### Written task:
Each entry below should be written out exactly as it is, with no pictures.

[Records of labeled points]
►

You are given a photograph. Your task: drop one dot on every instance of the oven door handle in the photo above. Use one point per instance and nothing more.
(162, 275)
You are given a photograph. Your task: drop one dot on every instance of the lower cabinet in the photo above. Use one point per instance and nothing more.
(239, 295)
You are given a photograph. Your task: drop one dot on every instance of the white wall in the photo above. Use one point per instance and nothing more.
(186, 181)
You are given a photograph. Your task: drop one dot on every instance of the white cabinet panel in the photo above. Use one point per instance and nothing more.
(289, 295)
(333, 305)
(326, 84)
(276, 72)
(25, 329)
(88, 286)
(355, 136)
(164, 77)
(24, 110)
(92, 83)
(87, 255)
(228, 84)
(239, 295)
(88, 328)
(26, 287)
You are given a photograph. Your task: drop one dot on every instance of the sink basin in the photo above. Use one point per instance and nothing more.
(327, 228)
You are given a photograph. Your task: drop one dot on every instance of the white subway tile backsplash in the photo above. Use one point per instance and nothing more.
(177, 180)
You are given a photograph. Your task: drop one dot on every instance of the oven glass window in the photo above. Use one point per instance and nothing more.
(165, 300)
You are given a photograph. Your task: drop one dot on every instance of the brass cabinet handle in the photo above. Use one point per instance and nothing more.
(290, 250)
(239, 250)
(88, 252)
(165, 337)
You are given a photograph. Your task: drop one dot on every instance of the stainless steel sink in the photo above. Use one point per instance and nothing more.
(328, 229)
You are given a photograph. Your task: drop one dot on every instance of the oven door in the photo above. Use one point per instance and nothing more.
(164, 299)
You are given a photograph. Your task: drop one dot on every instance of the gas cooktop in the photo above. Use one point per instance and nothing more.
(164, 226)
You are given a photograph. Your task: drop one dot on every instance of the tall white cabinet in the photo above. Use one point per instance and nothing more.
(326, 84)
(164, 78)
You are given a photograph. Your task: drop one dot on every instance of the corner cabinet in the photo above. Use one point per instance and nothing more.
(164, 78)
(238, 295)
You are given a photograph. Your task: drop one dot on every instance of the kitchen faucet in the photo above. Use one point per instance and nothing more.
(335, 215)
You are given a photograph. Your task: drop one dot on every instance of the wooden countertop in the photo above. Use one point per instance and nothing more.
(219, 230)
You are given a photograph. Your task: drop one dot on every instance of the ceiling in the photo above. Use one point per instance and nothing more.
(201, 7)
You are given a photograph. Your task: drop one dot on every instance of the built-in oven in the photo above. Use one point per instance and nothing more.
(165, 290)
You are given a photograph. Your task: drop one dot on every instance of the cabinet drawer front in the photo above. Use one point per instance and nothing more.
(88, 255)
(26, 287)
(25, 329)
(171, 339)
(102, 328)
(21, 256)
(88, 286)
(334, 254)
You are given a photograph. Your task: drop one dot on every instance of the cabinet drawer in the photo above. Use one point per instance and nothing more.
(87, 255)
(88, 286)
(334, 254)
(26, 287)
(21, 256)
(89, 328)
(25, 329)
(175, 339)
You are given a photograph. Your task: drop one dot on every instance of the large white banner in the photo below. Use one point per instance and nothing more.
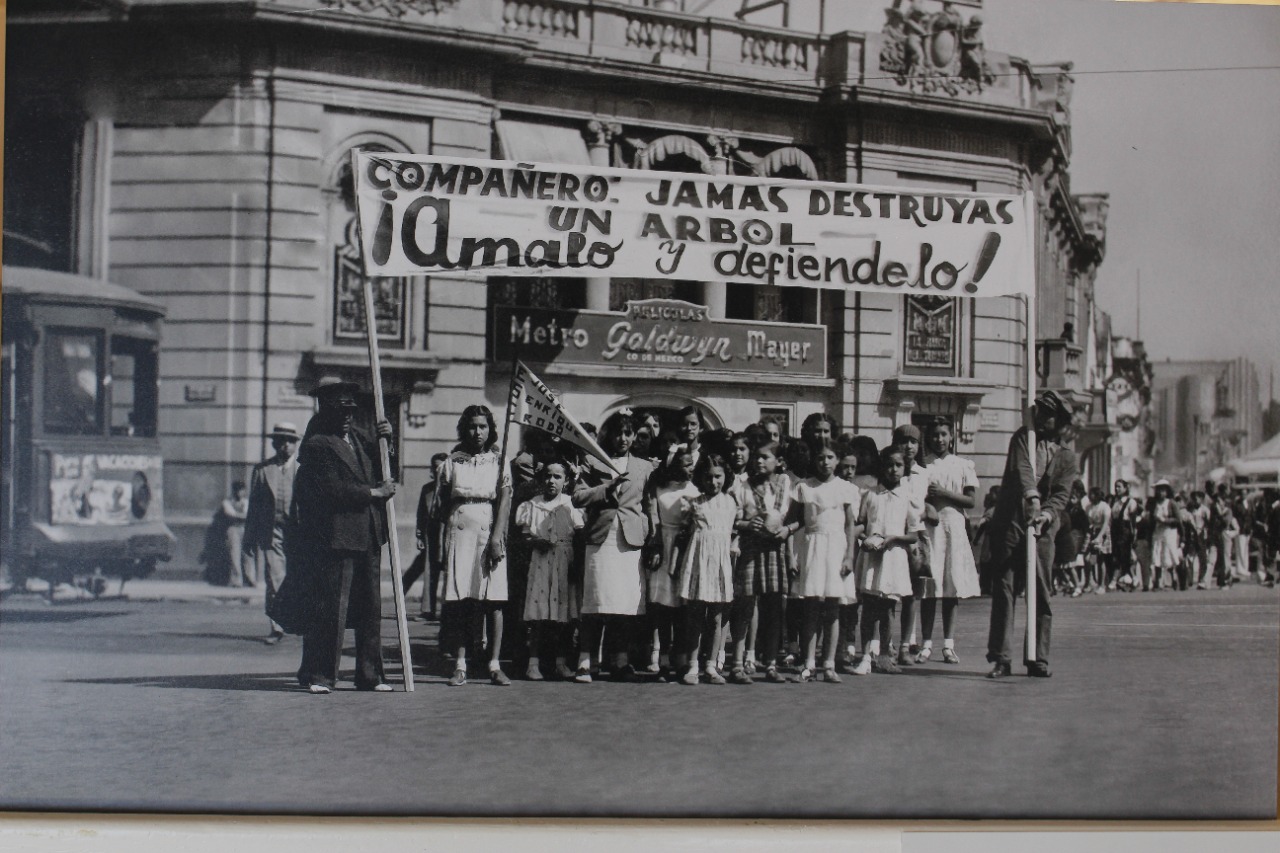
(435, 214)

◄

### Task output:
You are given a photograph. Your task: drop one dot on every instance of the oven door handle in the photo above. Use one point per instance and nothing more.
(162, 275)
You are given a photograph. Your task: drop one dot on every instance of the lower cabinet in the photo above. Use one point per instance and nothing more.
(239, 295)
You are given a photograph. Your task: drop one dot on every instance of the white wall in the photo above. Use one point per instance and nothing more.
(186, 181)
You are given a photograph. Your task: drop one dot on every instance of the white cabinet panel in the photo above. Use one point per instance and nothing more.
(289, 295)
(333, 305)
(326, 84)
(276, 72)
(25, 329)
(88, 286)
(355, 136)
(164, 77)
(24, 110)
(92, 83)
(87, 255)
(228, 84)
(239, 295)
(88, 328)
(26, 287)
You are given a photograph. Your task: drop one dot on every instance of the sink basin in the photo above. Use one point per instance and nothing more.
(327, 228)
You are given a photograph. Your task: drop one dot on every instance of the white subway tile backsplash in the photo above. Use one point per instance and nothing more.
(177, 180)
You are given a photograph. Your task: drop one dot on every instance of the oven glass window in the photo above. Use one point per instance and nothing more.
(165, 300)
You are given a photograph. Your task: drop one dot on every instance of the brass cabinet handle in the photo above. Use one point per instance and nothing more.
(290, 250)
(239, 250)
(88, 252)
(165, 337)
You are given a photograph. Your task: drop one dot on every instance of the stainless steel sink in the photo above. Use one point per instance and nothing more.
(328, 229)
You are given a photograph. Your task: drop one dot on every instance of the oven door in the photo above. Use one point per instance and nothing more.
(164, 299)
You are given a photograph. Your task: drop one dot on every instance of the gas cooktop in the photo above. Use one point per instance and nothing more.
(164, 226)
You are given a photograph. Your task: drop one dot on every instance of the tall white cabinet in the photo above. Use one point per instance and nothing more.
(326, 84)
(164, 78)
You are given a photograph. Your task: drop one dot on every instance of the corner cabinet in the photo above. Use one point per instance and nothing more.
(164, 78)
(238, 295)
You are given a photograph. Your task: drop one dot on every instance of the kitchen faucet in the photo above. Use one point per instance and nothing more.
(335, 215)
You are given a photograph. Your task: drop one dot on every instance of the wooden countertop in the photo above. Use one point per instance and nothing more.
(219, 230)
You are given a photograph. Your task: drop one dot on every instance of the ceiling in the photo above. Use one point per instance and nothing more.
(201, 7)
You are given a photograph. Your task: drop one dot on every instance of the built-in oven in the photo above. Use one point per instance and nothing more.
(165, 290)
You are given a photograph. Your task: drop one dot on every instance of the cabinet drawer front in the photo above. Use one point per instance and nothing more.
(88, 255)
(26, 287)
(25, 329)
(171, 339)
(102, 328)
(21, 256)
(88, 286)
(334, 254)
You are given a photograph. Your task: drop one dot on every instance of the cabinet drawer in the photo above. Use one point per instance and nothing more.
(87, 255)
(88, 286)
(334, 254)
(26, 287)
(21, 256)
(89, 328)
(25, 329)
(175, 339)
You are given a photograph. Your task: drop one dot on every instance of the large white banner in the photo below. Use one point per instance and nothing more.
(435, 214)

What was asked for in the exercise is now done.